Set every line of the data down again exactly, and keep the pictures out.

===== AVAILABLE RECORDS =====

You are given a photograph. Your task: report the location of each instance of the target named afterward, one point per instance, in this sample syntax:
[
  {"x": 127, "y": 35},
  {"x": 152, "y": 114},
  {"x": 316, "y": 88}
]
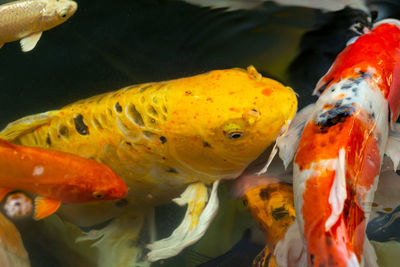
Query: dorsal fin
[{"x": 24, "y": 125}]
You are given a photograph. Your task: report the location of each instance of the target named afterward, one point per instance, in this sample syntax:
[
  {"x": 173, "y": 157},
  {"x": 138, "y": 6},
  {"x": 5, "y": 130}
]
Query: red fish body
[
  {"x": 339, "y": 155},
  {"x": 56, "y": 177}
]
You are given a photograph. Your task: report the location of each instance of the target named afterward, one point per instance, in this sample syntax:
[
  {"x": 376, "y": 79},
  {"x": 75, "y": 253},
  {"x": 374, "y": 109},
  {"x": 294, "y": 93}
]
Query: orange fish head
[{"x": 98, "y": 183}]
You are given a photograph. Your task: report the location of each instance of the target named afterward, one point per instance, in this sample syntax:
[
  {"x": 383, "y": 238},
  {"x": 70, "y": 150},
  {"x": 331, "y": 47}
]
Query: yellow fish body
[
  {"x": 165, "y": 136},
  {"x": 25, "y": 20}
]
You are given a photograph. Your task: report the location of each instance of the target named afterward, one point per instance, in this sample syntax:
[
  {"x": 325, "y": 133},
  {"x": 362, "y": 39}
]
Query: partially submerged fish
[
  {"x": 17, "y": 205},
  {"x": 339, "y": 155},
  {"x": 162, "y": 137},
  {"x": 25, "y": 20},
  {"x": 56, "y": 177},
  {"x": 12, "y": 250}
]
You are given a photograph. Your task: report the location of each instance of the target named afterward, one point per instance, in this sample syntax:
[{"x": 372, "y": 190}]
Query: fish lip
[{"x": 389, "y": 21}]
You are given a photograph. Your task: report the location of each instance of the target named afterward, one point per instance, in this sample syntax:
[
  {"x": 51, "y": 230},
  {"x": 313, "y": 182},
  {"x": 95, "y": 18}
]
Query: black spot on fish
[
  {"x": 100, "y": 98},
  {"x": 118, "y": 107},
  {"x": 172, "y": 170},
  {"x": 64, "y": 131},
  {"x": 48, "y": 140},
  {"x": 264, "y": 194},
  {"x": 80, "y": 126},
  {"x": 121, "y": 203},
  {"x": 279, "y": 213},
  {"x": 365, "y": 74},
  {"x": 163, "y": 139},
  {"x": 335, "y": 115}
]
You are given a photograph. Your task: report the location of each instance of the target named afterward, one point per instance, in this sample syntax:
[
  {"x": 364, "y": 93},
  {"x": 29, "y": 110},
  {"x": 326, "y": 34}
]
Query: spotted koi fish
[
  {"x": 339, "y": 155},
  {"x": 164, "y": 137},
  {"x": 55, "y": 177}
]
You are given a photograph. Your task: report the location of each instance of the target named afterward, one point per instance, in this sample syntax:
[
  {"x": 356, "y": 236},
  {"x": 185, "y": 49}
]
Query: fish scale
[{"x": 164, "y": 139}]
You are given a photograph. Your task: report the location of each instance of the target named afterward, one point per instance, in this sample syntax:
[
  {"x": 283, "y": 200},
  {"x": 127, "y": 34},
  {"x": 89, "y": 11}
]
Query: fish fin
[
  {"x": 4, "y": 143},
  {"x": 264, "y": 259},
  {"x": 338, "y": 192},
  {"x": 288, "y": 143},
  {"x": 24, "y": 125},
  {"x": 45, "y": 206},
  {"x": 370, "y": 259},
  {"x": 291, "y": 251},
  {"x": 29, "y": 42},
  {"x": 4, "y": 191},
  {"x": 198, "y": 217},
  {"x": 393, "y": 145}
]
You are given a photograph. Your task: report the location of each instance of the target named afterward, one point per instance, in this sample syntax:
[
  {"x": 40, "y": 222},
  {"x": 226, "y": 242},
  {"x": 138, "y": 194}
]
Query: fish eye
[
  {"x": 98, "y": 194},
  {"x": 235, "y": 135}
]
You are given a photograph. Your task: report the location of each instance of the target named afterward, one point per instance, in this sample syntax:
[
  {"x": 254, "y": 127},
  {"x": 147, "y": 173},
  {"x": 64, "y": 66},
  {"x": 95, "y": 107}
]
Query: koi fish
[
  {"x": 17, "y": 205},
  {"x": 12, "y": 250},
  {"x": 56, "y": 177},
  {"x": 25, "y": 20},
  {"x": 269, "y": 198},
  {"x": 162, "y": 138},
  {"x": 340, "y": 151}
]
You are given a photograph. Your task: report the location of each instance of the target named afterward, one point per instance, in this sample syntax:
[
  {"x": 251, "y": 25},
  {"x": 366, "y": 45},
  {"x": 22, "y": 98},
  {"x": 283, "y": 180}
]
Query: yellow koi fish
[
  {"x": 25, "y": 20},
  {"x": 162, "y": 138}
]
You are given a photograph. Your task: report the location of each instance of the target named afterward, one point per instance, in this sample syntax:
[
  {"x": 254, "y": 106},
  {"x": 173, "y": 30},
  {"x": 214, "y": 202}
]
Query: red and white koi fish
[
  {"x": 339, "y": 154},
  {"x": 56, "y": 177}
]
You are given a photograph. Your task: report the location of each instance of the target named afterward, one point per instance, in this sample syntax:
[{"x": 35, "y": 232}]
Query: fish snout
[{"x": 67, "y": 9}]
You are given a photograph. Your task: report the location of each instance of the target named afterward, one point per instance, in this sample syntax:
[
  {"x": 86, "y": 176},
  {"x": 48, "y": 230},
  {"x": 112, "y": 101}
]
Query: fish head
[
  {"x": 57, "y": 12},
  {"x": 223, "y": 125}
]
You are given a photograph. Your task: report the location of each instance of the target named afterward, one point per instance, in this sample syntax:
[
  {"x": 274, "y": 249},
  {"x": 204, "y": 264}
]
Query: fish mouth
[{"x": 389, "y": 21}]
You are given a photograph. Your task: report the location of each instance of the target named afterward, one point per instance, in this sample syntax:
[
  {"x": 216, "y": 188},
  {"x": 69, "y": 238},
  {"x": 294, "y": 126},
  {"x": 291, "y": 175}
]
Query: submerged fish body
[
  {"x": 56, "y": 177},
  {"x": 339, "y": 155},
  {"x": 160, "y": 136},
  {"x": 25, "y": 20},
  {"x": 165, "y": 136}
]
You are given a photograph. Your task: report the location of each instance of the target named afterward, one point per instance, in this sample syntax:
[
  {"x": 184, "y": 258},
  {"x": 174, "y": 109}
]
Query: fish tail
[{"x": 25, "y": 125}]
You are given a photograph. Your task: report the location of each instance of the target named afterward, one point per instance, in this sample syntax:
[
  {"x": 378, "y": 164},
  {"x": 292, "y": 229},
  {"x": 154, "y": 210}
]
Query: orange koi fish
[
  {"x": 339, "y": 154},
  {"x": 12, "y": 250},
  {"x": 56, "y": 177}
]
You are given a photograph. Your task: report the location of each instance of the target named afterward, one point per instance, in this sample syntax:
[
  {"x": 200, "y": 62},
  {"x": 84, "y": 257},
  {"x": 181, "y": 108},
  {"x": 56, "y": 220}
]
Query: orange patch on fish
[{"x": 267, "y": 91}]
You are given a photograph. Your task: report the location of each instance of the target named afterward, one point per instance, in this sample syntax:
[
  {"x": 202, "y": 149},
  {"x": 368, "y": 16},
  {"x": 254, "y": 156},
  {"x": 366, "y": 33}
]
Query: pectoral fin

=====

> **WRITTEN ANSWER**:
You are given a photograph. Your task: report the location of each instance of the target named afterward, one point per instance, in this sample syntax:
[
  {"x": 127, "y": 35},
  {"x": 152, "y": 114},
  {"x": 316, "y": 88}
]
Query: dorsal fin
[{"x": 24, "y": 125}]
You are given a photograph. Your task: report the location of each instance of the target named afterward, one point per instance, in this sample syntax:
[
  {"x": 173, "y": 157},
  {"x": 138, "y": 6},
  {"x": 5, "y": 130}
]
Query: red fish body
[
  {"x": 339, "y": 155},
  {"x": 56, "y": 177}
]
You are given a photograph. Your task: report the location of each instance of the target named afterward, one point per instance, in this sample syntax:
[
  {"x": 376, "y": 79},
  {"x": 75, "y": 253},
  {"x": 374, "y": 109},
  {"x": 294, "y": 93}
]
Query: orange fish head
[{"x": 98, "y": 183}]
You are given a photograph. Your task: report the location of each instance of the target named afterward, one point per instance, in this sample syntax:
[
  {"x": 383, "y": 238},
  {"x": 70, "y": 150},
  {"x": 331, "y": 47}
]
Query: yellow fish body
[
  {"x": 165, "y": 136},
  {"x": 25, "y": 20}
]
You are given a photograph. Your task: report the location of each instance of the target named afterward, one point per instance, in this sample syntax:
[
  {"x": 325, "y": 133},
  {"x": 362, "y": 39}
]
Query: partially submerged fish
[
  {"x": 17, "y": 205},
  {"x": 339, "y": 155},
  {"x": 162, "y": 137},
  {"x": 25, "y": 20},
  {"x": 56, "y": 177},
  {"x": 12, "y": 250}
]
You are given a photograph. Your task: report the location of each instance of the target named afterward, one point per instance, in this sample syntax:
[{"x": 372, "y": 190}]
Query: fish lip
[{"x": 389, "y": 21}]
You are given a photograph. Your task: report the location of each instance of the target named afterward, one point per instance, in this sample syntax:
[
  {"x": 51, "y": 230},
  {"x": 313, "y": 182},
  {"x": 95, "y": 18}
]
Query: black spot on fish
[
  {"x": 100, "y": 98},
  {"x": 118, "y": 107},
  {"x": 172, "y": 170},
  {"x": 64, "y": 131},
  {"x": 48, "y": 140},
  {"x": 264, "y": 194},
  {"x": 80, "y": 126},
  {"x": 121, "y": 203},
  {"x": 279, "y": 213},
  {"x": 365, "y": 74},
  {"x": 163, "y": 139},
  {"x": 335, "y": 115}
]
You are given a photograph. Your task: report the location of each instance of the target named afterward, one point per instance, in this sample syntax:
[
  {"x": 364, "y": 93},
  {"x": 29, "y": 110},
  {"x": 326, "y": 34}
]
Query: spotted koi fish
[
  {"x": 339, "y": 155},
  {"x": 164, "y": 137},
  {"x": 55, "y": 177}
]
You are given a photograph. Your task: report the location of each instance of the target named afterward, one point per instance, in this sample syntax:
[
  {"x": 356, "y": 236},
  {"x": 185, "y": 49}
]
Query: fish scale
[{"x": 164, "y": 139}]
You are given a photograph. Your task: report the location of each instance of the target named afterward, one point per instance, in this sample syntax:
[
  {"x": 283, "y": 200},
  {"x": 127, "y": 34},
  {"x": 89, "y": 11}
]
Query: fish fin
[
  {"x": 4, "y": 143},
  {"x": 264, "y": 259},
  {"x": 338, "y": 192},
  {"x": 288, "y": 143},
  {"x": 24, "y": 125},
  {"x": 45, "y": 206},
  {"x": 370, "y": 259},
  {"x": 291, "y": 251},
  {"x": 29, "y": 42},
  {"x": 4, "y": 191},
  {"x": 198, "y": 217},
  {"x": 393, "y": 145}
]
You are given a photograph. Your task: report the location of each instance of the target named afterward, one point per instance, in this sample syntax:
[
  {"x": 40, "y": 222},
  {"x": 226, "y": 242},
  {"x": 138, "y": 194}
]
Query: fish eye
[
  {"x": 98, "y": 194},
  {"x": 235, "y": 135}
]
You are given a photograph. Your task: report the location of each instance of the target named afterward, one point per instance, in this sample syntax:
[
  {"x": 254, "y": 127},
  {"x": 147, "y": 173},
  {"x": 64, "y": 66},
  {"x": 95, "y": 107}
]
Query: koi fish
[
  {"x": 17, "y": 205},
  {"x": 12, "y": 250},
  {"x": 56, "y": 177},
  {"x": 25, "y": 20},
  {"x": 269, "y": 198},
  {"x": 162, "y": 138},
  {"x": 340, "y": 151}
]
You are given a photograph. Your task: report the location of each instance of the target named afterward, one point per instance, in this sample syntax:
[
  {"x": 251, "y": 25},
  {"x": 366, "y": 45},
  {"x": 22, "y": 98},
  {"x": 283, "y": 180}
]
Query: yellow koi fish
[
  {"x": 25, "y": 20},
  {"x": 162, "y": 138}
]
You are given a photograph. Your task: report the location of each instance of the target named afterward, one point per instance, in this sample syntax:
[
  {"x": 254, "y": 106},
  {"x": 173, "y": 30},
  {"x": 214, "y": 202}
]
Query: red and white koi fish
[
  {"x": 339, "y": 154},
  {"x": 56, "y": 177}
]
You are given a photograph. Your task: report the location of each instance of the target named afterward, one point per instance, in this sample syntax:
[{"x": 35, "y": 232}]
Query: fish snout
[{"x": 67, "y": 9}]
You are given a photograph. Your task: report the location of each instance of the target named afterward, one point per instance, in this sample syntax:
[
  {"x": 86, "y": 176},
  {"x": 48, "y": 230},
  {"x": 112, "y": 101}
]
Query: fish head
[
  {"x": 57, "y": 12},
  {"x": 223, "y": 125}
]
You are given a photograph. Your task: report the location of each instance of the target named afterward, one point per instance, in this sample syntax:
[
  {"x": 274, "y": 249},
  {"x": 204, "y": 264}
]
Query: fish mouth
[{"x": 389, "y": 21}]
You are given a photograph. Your task: report the location of each instance of the target named afterward, one point per instance, in this sample syntax:
[
  {"x": 216, "y": 188},
  {"x": 69, "y": 238},
  {"x": 294, "y": 126},
  {"x": 291, "y": 175}
]
Query: submerged fish body
[
  {"x": 56, "y": 177},
  {"x": 339, "y": 155},
  {"x": 160, "y": 136},
  {"x": 25, "y": 20},
  {"x": 165, "y": 136}
]
You are given a photograph. Your task: report the location of each instance of the target named afterward, one point per instance, in this sample syntax:
[
  {"x": 184, "y": 258},
  {"x": 174, "y": 109}
]
Query: fish tail
[{"x": 25, "y": 125}]
You are given a photograph. Your task: report the location of each instance of the target named afterward, one point per instance, in this sample syntax:
[
  {"x": 378, "y": 164},
  {"x": 292, "y": 229},
  {"x": 154, "y": 210}
]
Query: orange koi fish
[
  {"x": 339, "y": 154},
  {"x": 12, "y": 250},
  {"x": 56, "y": 177}
]
You are given a photograph. Your task: report the location of each instance of the target named afterward, one point per instance, in this sample syntax:
[
  {"x": 200, "y": 62},
  {"x": 84, "y": 257},
  {"x": 181, "y": 108},
  {"x": 56, "y": 220}
]
Query: orange patch on fish
[{"x": 267, "y": 91}]
You are given a photograph. Your task: report the location of each instance of the target named afterward, one point per instance, in this sample syntax:
[
  {"x": 202, "y": 149},
  {"x": 368, "y": 16},
  {"x": 254, "y": 156},
  {"x": 366, "y": 33}
]
Query: pectoral fin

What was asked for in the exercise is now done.